KSDAE Pastikan Satwa Komodo Tidak Akan Terganggu Akibat Wisata Alam

Reading time: 2 menit
wisata alam
Ilustrasi. Foto: wikimedia commons

Jakarta (Greeners) – Direktur Pemanfaatan Jasa Lingkungan Hutan Konservasi Direktorat Jenderal Konservasi Sumber Daya Alam dan Ekosistem Kementerian Lingkungan Hidup dan Kehutanan Dody Wahyu Karyanto menyatakan bahwa masyarakat tidak perlu khawatir populasi komodo akan terganggu akibat adanya pengembangan wisata alam.

Taman Nasional Komodo (TNK) ditetapkan sebagai Cagar Biosfer oleh UNESCO pada tahun 1977, kemudian sebagai Taman Nasional pada tahun 1980. TNK memiliki luas 173.300 Ha yang meliputi wilayah perairan seluas 132.572 hektare (ha) atau sebesar 76% dan wilayah daratan seluas 40.728 Ha atau 24% dari luas keseluruhan TNK.

TNK terdiri dari 146 pulau dengan 8 pulau tervaforit kunjungan wisatawan yaitu Pulau Padar, Pulau Komodo, Pulau Rinca, Pulau Gili Lawa Daratan, Pulau Gili Lawa Lautan, Pulau Kambing, Pulau Kalong, dan Pink Beach di Pulau Komodo. Pada wilayah daratan, sebagian besar merupakan ekosistem sabana dan habitat komodo.

“Saat ini jumlah komodo lebih dari 1.000 ekor di Pulau Rinca, kalau di Pulau Padar sudah tidak ada. Untuk melindungi komodo tersebut, perusahaan harus mempunyai aktivitas yang dilegalkan, seperti transportasi, kuliner, cinderamata, dan pemanduan,” ujar Dody kepada Greeners, Jakarta, Jumat (10/08/2018) lalu.

BACA JUGA: Perusahaan Pengembang di Kawasan Taman Nasional Komodo Sudah Memiliki Izin 

Dody mengatakan, hal yang dikhawatirkan masyarakat saat ini adalah pengembangan wisata alam di kawasan konservasi akan menganggu keanekaragaman hayati dan seberapa jauh pengembangan wisata alam tersebut bisa menggerakkan ekonomi masyarakat.

“Untuk itu pemerintah sudah mencegah dampak tersebut yaitu dengan zonasi, lalu ditapis dengan cara pengelolaan 25 tahun di tingkat tapak dan munculah areal usaha,” kata Dody.

Areal usaha tersebut ditetapkan dengan memperhatikan berbagai kriteria, antara lain bukan merupakan areal potensi objek dan daya tarik wisata alam seperti danau, pantai, sungai, sumber mata air, air terjun, peninggalan sejarah dan gua; areal bebas dari perambahan hutan; areal bukan merupakan jalur lintas satwa liar besar; dan areal bebas dari potensi bencana banjir, longsor, dan erosi.

INFORMASI YANG DITAMPILKAN:
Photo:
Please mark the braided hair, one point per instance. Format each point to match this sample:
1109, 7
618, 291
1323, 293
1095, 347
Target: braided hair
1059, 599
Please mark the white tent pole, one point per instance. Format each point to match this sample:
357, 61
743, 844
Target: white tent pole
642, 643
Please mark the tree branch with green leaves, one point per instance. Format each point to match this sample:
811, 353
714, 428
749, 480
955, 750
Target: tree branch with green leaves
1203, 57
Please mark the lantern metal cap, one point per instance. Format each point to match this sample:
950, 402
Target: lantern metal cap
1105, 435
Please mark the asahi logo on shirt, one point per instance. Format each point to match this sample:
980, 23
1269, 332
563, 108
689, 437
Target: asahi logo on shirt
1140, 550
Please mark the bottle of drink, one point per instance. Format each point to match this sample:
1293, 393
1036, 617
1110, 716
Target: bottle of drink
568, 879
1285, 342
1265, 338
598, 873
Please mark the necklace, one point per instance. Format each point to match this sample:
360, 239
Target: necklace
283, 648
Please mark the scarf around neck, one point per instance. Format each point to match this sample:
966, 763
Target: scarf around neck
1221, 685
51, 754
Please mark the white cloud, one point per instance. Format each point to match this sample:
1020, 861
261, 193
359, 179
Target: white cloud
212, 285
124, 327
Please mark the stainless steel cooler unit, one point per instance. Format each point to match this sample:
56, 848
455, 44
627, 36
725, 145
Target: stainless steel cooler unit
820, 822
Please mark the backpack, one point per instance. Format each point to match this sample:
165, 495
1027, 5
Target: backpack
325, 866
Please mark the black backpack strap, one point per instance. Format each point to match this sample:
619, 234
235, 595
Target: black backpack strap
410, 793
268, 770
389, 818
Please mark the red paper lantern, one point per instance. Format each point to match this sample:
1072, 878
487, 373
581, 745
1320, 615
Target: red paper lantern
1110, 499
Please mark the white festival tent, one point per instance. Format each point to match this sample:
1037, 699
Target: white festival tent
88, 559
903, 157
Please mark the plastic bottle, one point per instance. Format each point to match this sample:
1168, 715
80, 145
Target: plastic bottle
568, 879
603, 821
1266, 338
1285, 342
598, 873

YANG PERLU DIKERJAKAN:
A - Terjemahkan ke dalam bahasa Inggris kalimat dari artikel tentang komodo ini: "Pada wilayah daratan, sebagian besar merupakan ekosistem sabana dan habitat komodo."
B - Tukar "sabana" dengan "padang rumput", lalu tuliskan kembali bagian artikel tentang komodo itu. Mulailah pada bagian yang memuat "Taman Nasional Komodo (TNK)" dan berhentilah setelah "dan habitat komodo.".

JAWABAN TIAP TUGAS:
A - In the land area, most of it is savanna ecosystem and Komodo dragon habitat.

B -
Taman Nasional Komodo (TNK) ditetapkan sebagai Cagar Biosfer oleh UNESCO pada tahun 1977, kemudian sebagai Taman Nasional pada tahun 1980. TNK memiliki luas 173.300 Ha yang meliputi wilayah perairan seluas 132.572 hektare (ha) atau sebesar 76% dan wilayah daratan seluas 40.728 Ha atau 24% dari luas keseluruhan TNK.

TNK terdiri dari 146 pulau dengan 8 pulau tervaforit kunjungan wisatawan yaitu Pulau Padar, Pulau Komodo, Pulau Rinca, Pulau Gili Lawa Daratan, Pulau Gili Lawa Lautan, Pulau Kambing, Pulau Kalong, dan Pink Beach di Pulau Komodo. Pada wilayah daratan, sebagian besar merupakan ekosistem padang rumput dan habitat komodo.